▸ Talep
Lütfen aşağıdaki bahar ve deniz havası üzerine yazıyı kaldığı yerden sürdürün.

20 Mayıs 2014 Salı

baharla karışık, bu bir başka hava..

Belki bu şehir, belki bu deniz havasıdır neden bilmiyorum ama içimde olup bitenler bir başka bugünlerde. Ondan mı cesaret yine döndüm dolaştım yollarına, ondan mı cesaret yine sarıldım kendime, onu da anlarız bakalım. Hafiften esiyor burada meltem, hem hafiften hem denizden.
Hem hevesli hem acemi hem kırılgan bir toparlanma ya da yeniden doğmalardayım sanırım, bir de "aklı havada"lardayım ki ona hiç değmeyin, hükümsüzdür.
sonbaharda başladı, kışı devirdi ve nihayet bahar da kaçtı içime evet, fena; çok fena.
Mevsimlerden fal tutuyorum.

Zaman da akıp gidiyor mu gidiyor arkadaş..!

Benimse yüzüm gökyüzünde, hayallerim cebimde,rüzgarı nefesime katıp dolanıyorum ortalarda..
hep bi küçük zamanlara birşeyler doldurmak telaşı ile koştururken, şimdilerde sindire sindire düşünüyorum, sindire sindire alıyorum nefesi.
Kimileri için küçük ama prenses için büyük adımlarla yürüyorum sahilboyu, hergün!
hal böyleykende aktı mı akıyor bir sürü cümleyle kendince yuvarlanan hayat.

Bildiğiniz döndüm geldim ben.
İç sesime biraz anıları kattım, biraz müzik, biraz şiir, biraz hikaye ekledim;
yoluma, yanıma bilmeden yoldaş olana, daha bir gülümseyerek.

▸ Veri listesi
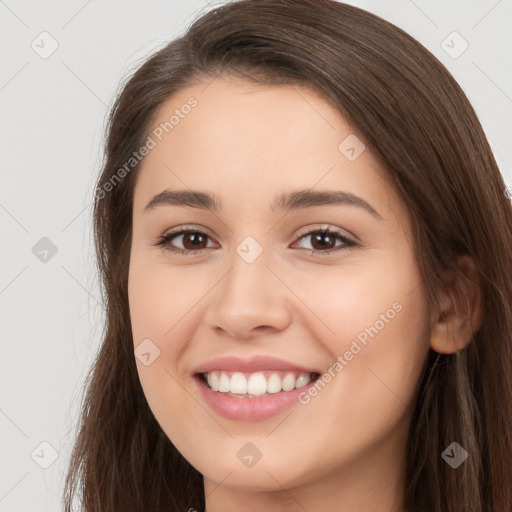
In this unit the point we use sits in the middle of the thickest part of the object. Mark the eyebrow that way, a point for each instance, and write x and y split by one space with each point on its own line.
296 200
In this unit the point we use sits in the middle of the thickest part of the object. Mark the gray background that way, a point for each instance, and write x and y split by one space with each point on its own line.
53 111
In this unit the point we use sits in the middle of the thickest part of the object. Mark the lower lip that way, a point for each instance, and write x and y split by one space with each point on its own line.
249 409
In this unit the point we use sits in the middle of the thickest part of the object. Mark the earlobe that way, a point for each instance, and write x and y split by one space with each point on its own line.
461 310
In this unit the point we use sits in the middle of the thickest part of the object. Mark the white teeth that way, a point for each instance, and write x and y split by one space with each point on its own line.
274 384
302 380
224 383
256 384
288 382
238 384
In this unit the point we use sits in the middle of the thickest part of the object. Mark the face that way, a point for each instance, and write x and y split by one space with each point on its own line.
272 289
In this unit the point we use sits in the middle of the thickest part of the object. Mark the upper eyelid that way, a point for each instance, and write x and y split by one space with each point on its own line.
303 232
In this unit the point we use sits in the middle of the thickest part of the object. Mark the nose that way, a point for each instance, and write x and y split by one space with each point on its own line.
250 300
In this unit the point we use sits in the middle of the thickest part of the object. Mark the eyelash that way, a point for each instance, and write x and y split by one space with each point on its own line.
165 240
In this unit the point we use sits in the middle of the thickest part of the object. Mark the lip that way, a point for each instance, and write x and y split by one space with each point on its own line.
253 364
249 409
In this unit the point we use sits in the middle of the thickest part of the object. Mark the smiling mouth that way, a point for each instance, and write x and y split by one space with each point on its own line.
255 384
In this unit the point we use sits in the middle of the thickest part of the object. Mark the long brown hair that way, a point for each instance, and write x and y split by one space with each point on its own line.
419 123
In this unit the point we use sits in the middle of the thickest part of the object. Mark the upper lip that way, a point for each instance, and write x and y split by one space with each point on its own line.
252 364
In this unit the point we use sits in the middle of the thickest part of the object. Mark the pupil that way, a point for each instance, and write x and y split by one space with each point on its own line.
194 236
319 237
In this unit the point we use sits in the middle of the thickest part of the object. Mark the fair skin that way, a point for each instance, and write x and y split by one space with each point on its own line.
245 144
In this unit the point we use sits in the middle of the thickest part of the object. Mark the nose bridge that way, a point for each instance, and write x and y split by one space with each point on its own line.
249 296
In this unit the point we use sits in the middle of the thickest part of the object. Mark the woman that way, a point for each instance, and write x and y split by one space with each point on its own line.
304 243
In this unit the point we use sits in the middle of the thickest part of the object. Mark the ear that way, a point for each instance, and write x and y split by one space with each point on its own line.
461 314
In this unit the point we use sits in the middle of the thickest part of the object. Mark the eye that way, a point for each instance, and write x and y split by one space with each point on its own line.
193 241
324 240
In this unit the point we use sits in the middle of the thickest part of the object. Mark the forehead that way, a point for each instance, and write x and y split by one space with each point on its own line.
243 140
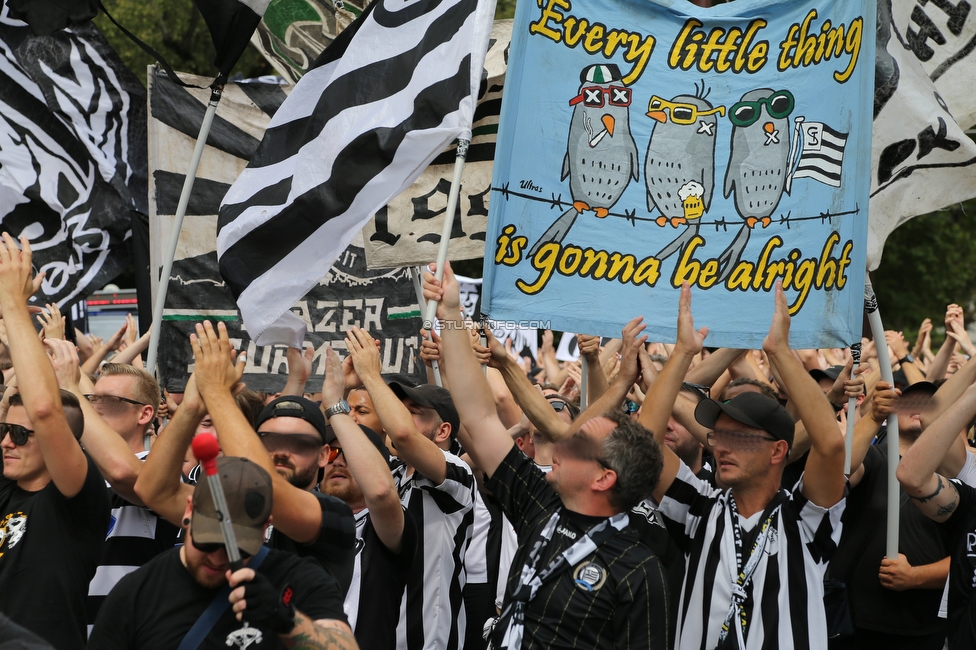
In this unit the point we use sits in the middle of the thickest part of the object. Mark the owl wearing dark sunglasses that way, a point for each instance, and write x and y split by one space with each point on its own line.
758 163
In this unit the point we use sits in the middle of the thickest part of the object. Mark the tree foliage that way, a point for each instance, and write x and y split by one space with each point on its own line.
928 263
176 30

▸ Yazılı yanıt
ve daha bir ışıl ışıl..



12 Mayıs 2014 Pazartesi

bu da yesil caylı güzel izmir hikayesi..

az evvel batan güneşin arkasından bakıp, halime binlerce şükrün yanına, epeydir dinlenmeye aldığım gönlümü de koydum ve sarıldım tuşlara.
yeniden izmir hayatında ise insanın, nicedir kaybolduğu ve kahrolduğu bir istanbul ise gerisinde kalan, uzun uzun denizi seyretmenin, seyrederken ne kadar akreple yelkovan kavuşması olmuştur saymamasının vardır elbet nedeni..bir yandan yeni şehir kokusunu içine çekip, bir yandan yoldan geçenleri dalıyorsan seyre, bir yandan yeşil çayını yudumlarken yaseminli,bir yandan doluyorsa gözlerin, bir yandan da işte, zamanın pahasına düşünürsün.. ne kadar çok hikaye var dersin.

Bazıları bitmiş, bazıları yarım kalmış, bazıları hala yazılan kocaman bir hikaye rulosu gibi.Çektikçe birilerine denk geliyor, geldikçe de uzun uzun düşünüyorsun.
Bazen, bitenlere yeni sonlar yazma hevesin geliyor içine, içini bir kelebek ordusu sarıyor, sonra düşünüyorsun ve hevesin kaçıyor. Biraz daha çekiyorsun , bu kez yarım kalanlara bir son yazasın geliyor, korkuyorsun, elin gitmiyor. Bazense diyorsun ki kahramanları değiştirsem, biraz da yeni kahramanlar yaşatsam, sanki olmuyor, konuk kahramanın ötesine geçmiyor, sonra büyüsü kaçıyor.

Hikayeler kendi sonlarını kendi yazıyor aslında.. senin gücün buna yetiyor mu, bilmiyorum.
Görünenle gerçeklik, yazılanla yaşanan bir olmuyor. sonra geliyoruz aynı yere. var evet, "hayatta herşeyin bir nedeni var".
Her nedenin de başka bir hikayesi. her hikayenin başka bir kahramanı.
Belki o gün bu gün değil, bu yıl değil ama var bir nedeni.
Belki de gerçekten mutlu son değil, aslolan hikayenin değeri. ama yine de mutluluk bir varış noktası değil, mutluluk verdiğin kararlarla yol aldığın bir yaşam biçimi.

Tüm şehrin ışıkları denize vurdu şimdi.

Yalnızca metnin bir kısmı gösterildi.